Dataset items

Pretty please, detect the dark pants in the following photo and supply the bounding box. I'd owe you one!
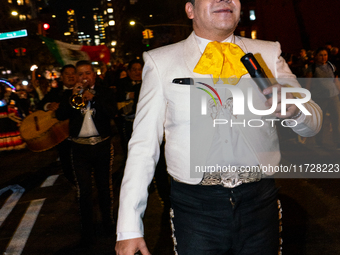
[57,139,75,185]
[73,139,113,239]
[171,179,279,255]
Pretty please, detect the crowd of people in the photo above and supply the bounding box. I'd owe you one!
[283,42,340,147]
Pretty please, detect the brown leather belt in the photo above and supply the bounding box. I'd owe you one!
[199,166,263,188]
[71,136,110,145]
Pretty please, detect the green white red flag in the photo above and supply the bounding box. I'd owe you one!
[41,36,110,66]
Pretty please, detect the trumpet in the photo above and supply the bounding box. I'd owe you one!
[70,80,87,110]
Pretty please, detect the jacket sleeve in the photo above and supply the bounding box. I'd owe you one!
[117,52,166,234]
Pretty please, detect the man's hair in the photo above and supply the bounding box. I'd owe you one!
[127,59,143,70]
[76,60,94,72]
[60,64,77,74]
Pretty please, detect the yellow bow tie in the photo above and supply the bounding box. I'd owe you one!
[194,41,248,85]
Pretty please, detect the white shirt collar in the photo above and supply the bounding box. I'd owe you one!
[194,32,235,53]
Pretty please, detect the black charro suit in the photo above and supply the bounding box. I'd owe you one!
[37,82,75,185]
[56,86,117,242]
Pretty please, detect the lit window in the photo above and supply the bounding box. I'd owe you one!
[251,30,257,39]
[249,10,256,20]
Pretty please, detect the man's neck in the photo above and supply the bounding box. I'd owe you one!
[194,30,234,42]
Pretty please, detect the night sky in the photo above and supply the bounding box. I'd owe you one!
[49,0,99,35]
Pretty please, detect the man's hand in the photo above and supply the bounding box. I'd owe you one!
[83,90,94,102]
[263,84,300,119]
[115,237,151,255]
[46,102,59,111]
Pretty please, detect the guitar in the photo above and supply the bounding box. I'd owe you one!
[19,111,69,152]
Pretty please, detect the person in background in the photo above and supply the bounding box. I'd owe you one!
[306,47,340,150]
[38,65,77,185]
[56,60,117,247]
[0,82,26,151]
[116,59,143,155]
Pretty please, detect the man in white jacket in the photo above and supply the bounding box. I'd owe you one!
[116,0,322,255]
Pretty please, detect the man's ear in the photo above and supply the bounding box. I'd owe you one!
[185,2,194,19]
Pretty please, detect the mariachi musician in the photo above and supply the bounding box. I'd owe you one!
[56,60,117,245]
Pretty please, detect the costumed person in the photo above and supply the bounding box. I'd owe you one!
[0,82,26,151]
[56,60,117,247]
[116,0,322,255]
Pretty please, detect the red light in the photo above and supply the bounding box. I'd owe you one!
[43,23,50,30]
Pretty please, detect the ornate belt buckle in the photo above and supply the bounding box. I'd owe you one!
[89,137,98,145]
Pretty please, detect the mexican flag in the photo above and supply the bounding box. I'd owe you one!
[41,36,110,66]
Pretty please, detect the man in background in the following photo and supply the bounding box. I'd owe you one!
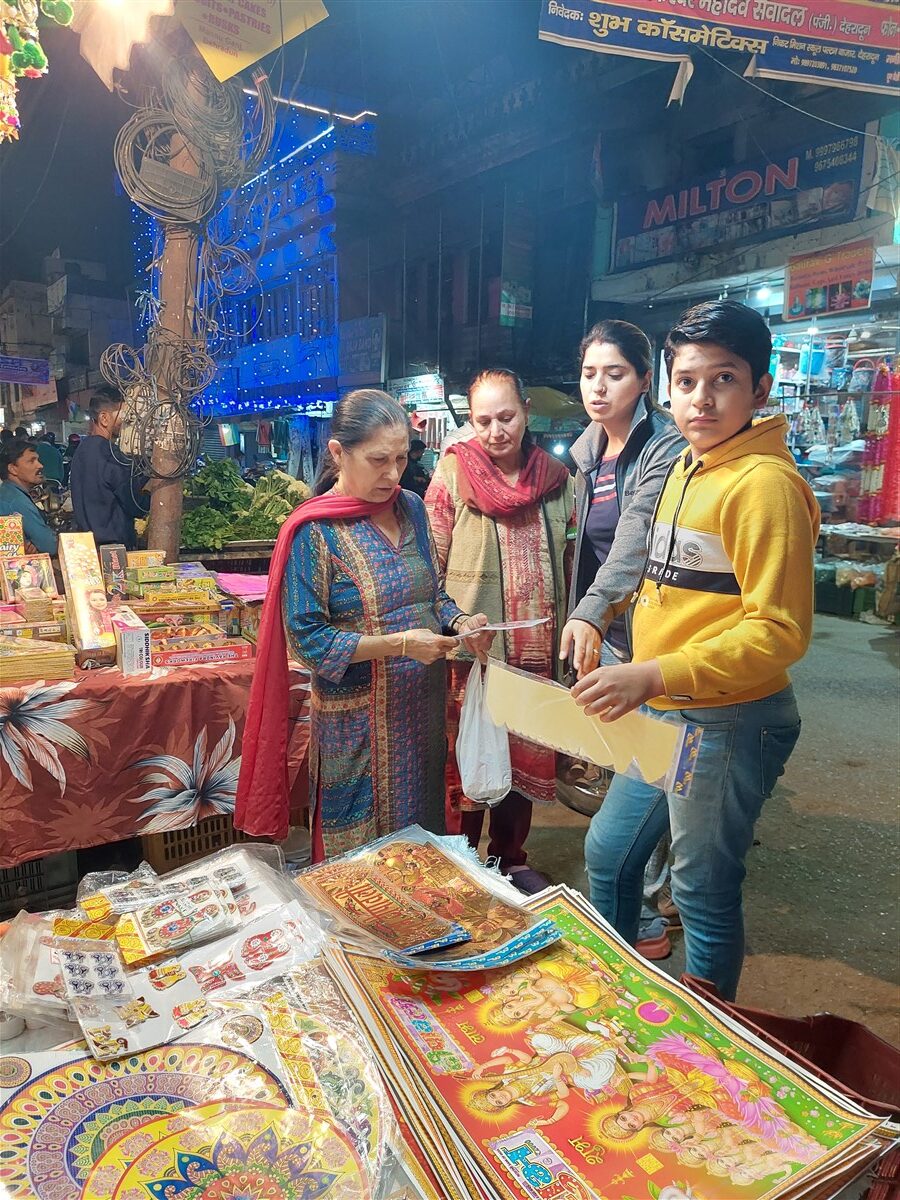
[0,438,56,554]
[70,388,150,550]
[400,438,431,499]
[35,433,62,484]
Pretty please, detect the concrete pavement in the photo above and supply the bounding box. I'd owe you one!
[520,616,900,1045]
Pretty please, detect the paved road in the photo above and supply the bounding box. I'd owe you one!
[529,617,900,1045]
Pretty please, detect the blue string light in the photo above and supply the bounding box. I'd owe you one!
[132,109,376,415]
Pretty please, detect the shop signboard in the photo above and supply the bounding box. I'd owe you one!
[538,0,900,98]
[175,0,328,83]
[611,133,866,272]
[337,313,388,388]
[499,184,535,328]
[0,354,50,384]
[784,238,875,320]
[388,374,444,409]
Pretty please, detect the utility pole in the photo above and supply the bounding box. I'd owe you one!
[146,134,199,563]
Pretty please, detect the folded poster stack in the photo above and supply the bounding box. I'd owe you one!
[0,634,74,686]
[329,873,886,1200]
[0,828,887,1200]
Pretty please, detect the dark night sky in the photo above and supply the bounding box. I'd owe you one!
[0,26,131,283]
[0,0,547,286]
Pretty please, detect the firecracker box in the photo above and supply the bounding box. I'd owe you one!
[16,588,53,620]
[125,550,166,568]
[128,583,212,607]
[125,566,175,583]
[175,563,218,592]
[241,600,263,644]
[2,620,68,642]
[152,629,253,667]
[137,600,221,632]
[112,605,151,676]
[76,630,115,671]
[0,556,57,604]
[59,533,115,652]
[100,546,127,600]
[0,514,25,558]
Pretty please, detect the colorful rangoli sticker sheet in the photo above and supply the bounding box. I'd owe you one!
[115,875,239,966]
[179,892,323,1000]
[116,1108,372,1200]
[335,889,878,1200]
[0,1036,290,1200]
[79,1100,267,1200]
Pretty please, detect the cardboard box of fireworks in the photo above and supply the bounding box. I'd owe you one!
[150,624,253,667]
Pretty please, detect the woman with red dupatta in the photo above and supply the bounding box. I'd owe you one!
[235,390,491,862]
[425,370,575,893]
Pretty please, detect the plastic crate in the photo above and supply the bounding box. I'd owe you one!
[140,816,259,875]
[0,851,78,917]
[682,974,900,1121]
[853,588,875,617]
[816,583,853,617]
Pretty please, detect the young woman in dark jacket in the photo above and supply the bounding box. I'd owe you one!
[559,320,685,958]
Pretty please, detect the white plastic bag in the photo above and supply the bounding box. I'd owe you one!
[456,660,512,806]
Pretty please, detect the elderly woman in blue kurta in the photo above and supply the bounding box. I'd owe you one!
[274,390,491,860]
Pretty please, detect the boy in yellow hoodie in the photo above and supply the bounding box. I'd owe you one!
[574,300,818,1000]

■ **Request**: Write out the lines again, starting from the first line above and going on through the line with "[117,52,166,234]". Leave the pictures out.

■ **Written answer**:
Pretty please, detect the dark pants in the following photo and supply the bounding box. I'd owe you one!
[57,139,75,185]
[73,139,113,239]
[171,179,279,255]
Pretty please, detect the crowd of people in the photo above and supply the bounding box. I'd owe you one!
[283,42,340,147]
Pretty please, detect the brown leather belt in the photo above and supply the bounding box. I'd owe you one!
[199,166,263,188]
[71,136,110,145]
Pretty please, detect the green white red flag in the photo above and supply the bounding box. I'd owe you one!
[41,36,110,66]
Pretty please, detect the trumpet in the photo above and supply the bounding box. I'd owe you one!
[70,80,87,110]
Pretty please, detect the jacket sleeve in the photo above and supply the bounding box. I'd owe you one!
[117,52,166,234]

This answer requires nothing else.